**Text section**
──────

Under the House – Tax Cuts And Jobs Act: A single taxpayer would deduct $12,000, and a married couple would deduct $24,000. However, none will tack on any additional exemptions. So that single person would deduct $12,000 and not $10,650. Meanwhile, the two-parent home with two kids would get a $24,000 deduction now, not $29,600. However, they could also get a bigger child tax credit In other words, the total of the standard deduction plus exemptions would be smaller for some families with multiple children than it was before. A nearly doubled standard deduction would also mean fewer taxpayers itemizing their deductions, which Republicans argue would make it easier to do their taxes.
How Proposed Tax Code Changes Affects Parents
Under Current Law: Taxpayers deduct a set amount — $4,150 per qualifying child — from their taxable income. Then, they apply the child tax credit by subtracting up to $1,000 per child from the final tax bill. (The total amount depends on a tax filer’s income; the credit phases out as income gets higher.)

──────

**Supplied records**
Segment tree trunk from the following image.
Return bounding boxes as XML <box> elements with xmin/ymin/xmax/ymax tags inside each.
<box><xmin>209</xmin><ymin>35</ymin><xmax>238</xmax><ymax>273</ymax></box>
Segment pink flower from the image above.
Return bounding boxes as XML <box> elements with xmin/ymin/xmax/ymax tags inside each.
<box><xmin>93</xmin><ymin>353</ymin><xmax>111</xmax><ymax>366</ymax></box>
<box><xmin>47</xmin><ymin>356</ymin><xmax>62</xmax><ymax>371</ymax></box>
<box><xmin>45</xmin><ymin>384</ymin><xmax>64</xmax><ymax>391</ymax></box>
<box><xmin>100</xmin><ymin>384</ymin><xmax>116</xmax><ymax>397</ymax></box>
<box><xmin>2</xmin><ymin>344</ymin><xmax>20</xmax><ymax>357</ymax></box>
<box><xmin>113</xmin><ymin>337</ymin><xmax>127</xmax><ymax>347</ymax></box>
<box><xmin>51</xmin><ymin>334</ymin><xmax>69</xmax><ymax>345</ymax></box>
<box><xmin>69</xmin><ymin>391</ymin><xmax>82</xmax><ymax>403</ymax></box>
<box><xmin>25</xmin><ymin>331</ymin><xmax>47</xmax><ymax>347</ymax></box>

──────

**Work task A**
From the passage on proposed tax code changes, list every distinct dollar amount it mentions.
**Work task B**
Resume the passage on proposed tax code changes, picking up right after its last sentence.

**Task result A**
$12,000, $24,000, $10,650, $29,600, $4,150, $1,000

**Task result B**
Under the House – Tax Cuts And Jobs Act: Taxpayers would not apply exemptions for their children. They would, however, apply a larger child tax credit, of up to $1,600 per child. This could help families make up for the loss of exemptions (as explained above). There is also an additional $300 credit for each parent and nonchild dependent.
How Proposed Tax Code Changes Affects People with 401(k) accounts
Under Current Law: Taxpayers can contribute up to $18,500 in pretax income to tax-preferred retirement accounts like 401(k)s for tax year 2018.
Under the House – Tax Cuts And Jobs Act: No change.
How Proposed Tax Code Changes Affects People who deduct state and local taxes
Under Current Law: Tax filers who itemize deductions can deduct different types of state and local taxes from their taxable income on their federal tax returns.
Under the House – Tax Cuts And Jobs Act: Itemizers could still deduct property taxes, but not other types of state and local taxes, like income or sales tax. Additionally, they would only be able to deduct up to $10,000 in property taxes.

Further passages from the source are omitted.